- _What the exercise asks_: After reading the records, print them all again exactly as they stand.

────

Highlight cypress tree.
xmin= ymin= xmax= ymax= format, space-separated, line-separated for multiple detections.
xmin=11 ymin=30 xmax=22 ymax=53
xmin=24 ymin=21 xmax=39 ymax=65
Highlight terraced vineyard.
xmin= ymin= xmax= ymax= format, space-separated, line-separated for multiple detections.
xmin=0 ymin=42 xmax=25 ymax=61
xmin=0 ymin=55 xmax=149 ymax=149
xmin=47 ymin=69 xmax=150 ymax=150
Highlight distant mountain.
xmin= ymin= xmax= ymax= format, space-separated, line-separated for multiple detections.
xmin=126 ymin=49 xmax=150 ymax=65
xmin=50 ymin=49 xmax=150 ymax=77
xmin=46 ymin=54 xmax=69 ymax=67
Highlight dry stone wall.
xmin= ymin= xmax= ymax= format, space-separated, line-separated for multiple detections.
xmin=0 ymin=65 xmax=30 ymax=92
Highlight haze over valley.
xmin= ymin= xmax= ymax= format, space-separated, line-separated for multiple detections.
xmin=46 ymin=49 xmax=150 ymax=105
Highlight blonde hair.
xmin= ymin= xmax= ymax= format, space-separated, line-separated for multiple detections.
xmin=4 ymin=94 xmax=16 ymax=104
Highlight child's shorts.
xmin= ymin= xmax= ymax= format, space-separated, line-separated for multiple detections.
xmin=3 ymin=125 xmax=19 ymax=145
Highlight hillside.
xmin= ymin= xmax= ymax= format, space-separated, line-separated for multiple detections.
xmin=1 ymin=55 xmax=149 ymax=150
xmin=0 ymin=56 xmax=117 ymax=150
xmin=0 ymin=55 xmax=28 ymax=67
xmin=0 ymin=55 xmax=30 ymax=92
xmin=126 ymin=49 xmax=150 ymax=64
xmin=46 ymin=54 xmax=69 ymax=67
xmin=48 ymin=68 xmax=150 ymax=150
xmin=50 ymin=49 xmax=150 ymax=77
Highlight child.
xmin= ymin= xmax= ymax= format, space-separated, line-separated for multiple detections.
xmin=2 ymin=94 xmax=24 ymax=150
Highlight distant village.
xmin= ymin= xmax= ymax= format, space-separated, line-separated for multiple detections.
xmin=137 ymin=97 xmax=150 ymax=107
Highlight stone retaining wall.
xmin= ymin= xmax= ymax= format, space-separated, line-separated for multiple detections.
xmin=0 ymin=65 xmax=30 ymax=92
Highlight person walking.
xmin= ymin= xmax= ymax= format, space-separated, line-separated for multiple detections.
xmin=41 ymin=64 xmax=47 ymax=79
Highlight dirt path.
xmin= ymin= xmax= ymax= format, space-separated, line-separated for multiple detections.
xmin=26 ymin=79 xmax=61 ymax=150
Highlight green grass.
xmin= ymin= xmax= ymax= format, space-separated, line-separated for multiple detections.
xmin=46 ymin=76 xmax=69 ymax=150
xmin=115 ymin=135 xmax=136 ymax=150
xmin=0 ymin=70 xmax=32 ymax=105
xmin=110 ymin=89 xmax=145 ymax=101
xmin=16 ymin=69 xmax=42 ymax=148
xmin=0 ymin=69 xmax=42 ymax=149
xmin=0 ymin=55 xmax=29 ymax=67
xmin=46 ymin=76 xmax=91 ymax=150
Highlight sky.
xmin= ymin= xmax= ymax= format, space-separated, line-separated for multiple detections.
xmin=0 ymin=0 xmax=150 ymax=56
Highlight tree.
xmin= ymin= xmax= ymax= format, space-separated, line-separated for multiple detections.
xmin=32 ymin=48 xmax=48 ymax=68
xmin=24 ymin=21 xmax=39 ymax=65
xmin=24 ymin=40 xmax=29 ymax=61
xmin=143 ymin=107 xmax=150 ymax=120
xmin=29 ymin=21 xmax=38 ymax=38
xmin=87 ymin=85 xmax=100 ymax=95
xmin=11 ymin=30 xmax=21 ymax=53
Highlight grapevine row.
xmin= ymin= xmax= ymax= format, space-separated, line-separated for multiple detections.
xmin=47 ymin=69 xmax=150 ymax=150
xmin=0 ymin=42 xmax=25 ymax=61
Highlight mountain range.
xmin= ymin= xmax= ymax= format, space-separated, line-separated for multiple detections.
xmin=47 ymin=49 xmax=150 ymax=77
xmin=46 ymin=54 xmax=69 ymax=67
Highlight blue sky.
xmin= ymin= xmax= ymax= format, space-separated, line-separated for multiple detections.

────

- _Finished task_:
Highlight cypress tree.
xmin= ymin= xmax= ymax= format, space-separated, line-separated for multiple detections.
xmin=11 ymin=30 xmax=22 ymax=53
xmin=24 ymin=21 xmax=39 ymax=65
Highlight terraced vineyard.
xmin= ymin= xmax= ymax= format, space-separated, line-separated for multiple detections.
xmin=0 ymin=42 xmax=25 ymax=61
xmin=0 ymin=55 xmax=149 ymax=149
xmin=47 ymin=69 xmax=150 ymax=150
Highlight distant mountain.
xmin= ymin= xmax= ymax= format, space-separated, line-separated for multiple detections.
xmin=126 ymin=49 xmax=150 ymax=65
xmin=50 ymin=49 xmax=150 ymax=77
xmin=46 ymin=54 xmax=69 ymax=67
Highlight dry stone wall.
xmin= ymin= xmax= ymax= format, space-separated, line-separated for multiple detections.
xmin=0 ymin=65 xmax=30 ymax=92
Highlight haze over valley.
xmin= ymin= xmax= ymax= format, space-separated, line-separated for multiple detections.
xmin=46 ymin=49 xmax=150 ymax=105
Highlight blonde hair.
xmin= ymin= xmax= ymax= format, space-separated, line-separated for multiple detections.
xmin=4 ymin=94 xmax=16 ymax=104
Highlight child's shorts.
xmin= ymin= xmax= ymax= format, space-separated, line-separated for multiple detections.
xmin=3 ymin=125 xmax=19 ymax=145
Highlight hillside.
xmin= ymin= xmax= ymax= format, space-separated, line-separated for multiple detections.
xmin=1 ymin=55 xmax=149 ymax=150
xmin=0 ymin=56 xmax=117 ymax=150
xmin=0 ymin=55 xmax=28 ymax=67
xmin=0 ymin=55 xmax=30 ymax=92
xmin=126 ymin=49 xmax=150 ymax=64
xmin=46 ymin=54 xmax=69 ymax=67
xmin=48 ymin=68 xmax=150 ymax=150
xmin=50 ymin=49 xmax=150 ymax=77
Highlight child.
xmin= ymin= xmax= ymax= format, space-separated, line-separated for multiple detections.
xmin=2 ymin=94 xmax=24 ymax=150
Highlight distant village.
xmin= ymin= xmax= ymax= format, space-separated, line-separated for multiple detections.
xmin=137 ymin=97 xmax=150 ymax=107
Highlight stone retaining wall.
xmin= ymin= xmax= ymax= format, space-separated, line-separated for multiple detections.
xmin=0 ymin=65 xmax=30 ymax=92
Highlight person walking.
xmin= ymin= xmax= ymax= format, space-separated, line-separated for multiple detections.
xmin=41 ymin=64 xmax=47 ymax=79
Highlight dirt path.
xmin= ymin= xmax= ymax= format, space-separated, line-separated for multiple detections.
xmin=26 ymin=79 xmax=61 ymax=150
Highlight green grass.
xmin= ymin= xmax= ymax= format, space-separated, line-separated for multiple detections.
xmin=46 ymin=76 xmax=69 ymax=150
xmin=115 ymin=135 xmax=136 ymax=150
xmin=0 ymin=70 xmax=32 ymax=105
xmin=110 ymin=89 xmax=145 ymax=101
xmin=16 ymin=69 xmax=42 ymax=148
xmin=0 ymin=69 xmax=42 ymax=149
xmin=0 ymin=55 xmax=29 ymax=67
xmin=46 ymin=76 xmax=91 ymax=150
Highlight sky.
xmin= ymin= xmax= ymax= format, space-separated, line-separated for multiple detections.
xmin=0 ymin=0 xmax=150 ymax=56
Highlight tree.
xmin= ymin= xmax= ymax= format, space-separated, line-separated for multiple detections.
xmin=32 ymin=48 xmax=48 ymax=68
xmin=24 ymin=21 xmax=39 ymax=65
xmin=24 ymin=40 xmax=29 ymax=61
xmin=143 ymin=107 xmax=150 ymax=120
xmin=29 ymin=21 xmax=38 ymax=38
xmin=87 ymin=85 xmax=100 ymax=95
xmin=11 ymin=30 xmax=21 ymax=53
Highlight grapevine row.
xmin= ymin= xmax= ymax= format, space-separated, line-separated for multiple detections.
xmin=47 ymin=69 xmax=150 ymax=150
xmin=0 ymin=42 xmax=25 ymax=61
Highlight mountain range.
xmin= ymin= xmax= ymax= format, space-separated, line-separated for multiple detections.
xmin=47 ymin=49 xmax=150 ymax=77
xmin=46 ymin=54 xmax=69 ymax=67
Highlight blue sky.
xmin= ymin= xmax= ymax= format, space-separated, line-separated for multiple detections.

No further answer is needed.